- WHAT TO WORK ON
Write the next part of the passage on misplaced modifying clauses, starting right after its final sentence.

- SELECTED TEXT
Last night on the news I heard the newsreader (not really a reporter, alas) say something like “After sitting in her car for four hours at subfreezing temperatures, police officers were able to rescue the woman.” You may wonder why the police were sitting in the woman’s car for hours and why they waited so long to rescue her.

The answer is, of course, that it was the woman, not the police, who sat in the car for hours. This is the only thing that makes sense in the context. But from a grammatical perspective, the initial clause, lacking a subject of its own, is presumed to refer to the subject that immediately follows. You might think this is picky since, after all, the meaning is clear. But that’s not always so. That’s why it’s important to put the modifying clause immediately before or after the thing it modifies.

- DATA RECORDS
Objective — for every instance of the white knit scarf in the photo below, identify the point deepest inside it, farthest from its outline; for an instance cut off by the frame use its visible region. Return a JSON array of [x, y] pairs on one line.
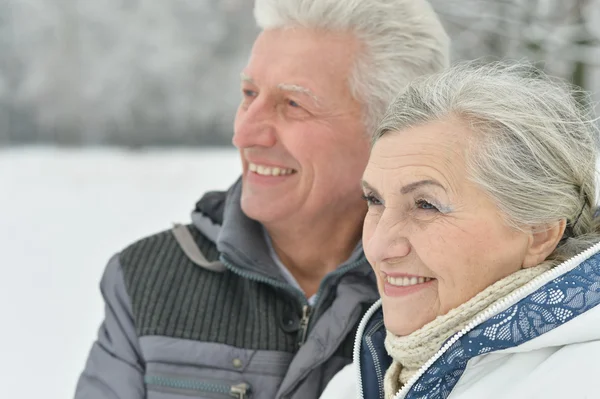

--

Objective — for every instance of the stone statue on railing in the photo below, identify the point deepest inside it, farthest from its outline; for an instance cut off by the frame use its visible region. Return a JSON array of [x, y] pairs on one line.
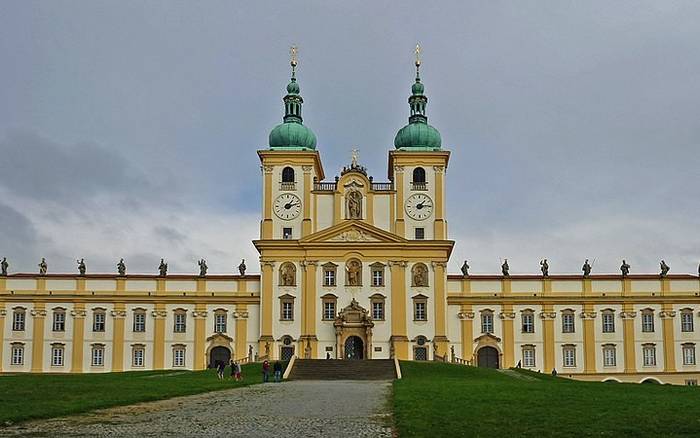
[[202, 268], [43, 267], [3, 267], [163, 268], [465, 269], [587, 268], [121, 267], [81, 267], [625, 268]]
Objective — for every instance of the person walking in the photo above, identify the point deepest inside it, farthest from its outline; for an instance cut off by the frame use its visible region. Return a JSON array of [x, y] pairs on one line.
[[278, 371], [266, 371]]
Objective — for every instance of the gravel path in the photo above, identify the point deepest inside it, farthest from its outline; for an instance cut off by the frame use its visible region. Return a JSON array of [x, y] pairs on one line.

==

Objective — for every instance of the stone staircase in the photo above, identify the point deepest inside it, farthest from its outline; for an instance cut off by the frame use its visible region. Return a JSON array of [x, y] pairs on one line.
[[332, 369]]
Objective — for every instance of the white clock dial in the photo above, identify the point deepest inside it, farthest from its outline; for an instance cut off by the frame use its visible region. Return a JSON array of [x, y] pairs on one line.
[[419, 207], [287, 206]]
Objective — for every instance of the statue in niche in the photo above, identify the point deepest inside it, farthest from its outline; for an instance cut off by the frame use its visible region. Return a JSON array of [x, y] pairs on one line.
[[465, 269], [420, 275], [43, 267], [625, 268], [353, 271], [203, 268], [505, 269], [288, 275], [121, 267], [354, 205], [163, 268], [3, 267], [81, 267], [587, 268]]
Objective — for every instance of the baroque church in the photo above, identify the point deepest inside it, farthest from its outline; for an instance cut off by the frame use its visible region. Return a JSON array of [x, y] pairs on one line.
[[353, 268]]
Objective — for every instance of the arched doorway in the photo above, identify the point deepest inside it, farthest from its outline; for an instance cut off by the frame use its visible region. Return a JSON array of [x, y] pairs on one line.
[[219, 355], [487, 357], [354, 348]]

- REPLY
Take this example: “After winning the match, I asked Joe to buy me a beer.” Who won the match? It makes sense either way. Maybe we had a friendly bet and he owed me the beer since I won. Or maybe he won and I was hoping he’d buy me a beer as gracious consolation prize. The logic applies even if I was the one buying the beer for him. But what did your brain tell you when you read the sentence? You assumed I had won the match. Why? Because you intrinsically know the rule that the thing immediately following the clause is the thing referred to. Of course the best phrasing, at least for purposes of clarity, is to include the subject of the clause in the clause, e.g., “After she had sat in the car for four hours, the police rescued the woman.” The newsreader made three of these misplaced clause errors in a row in that newscast.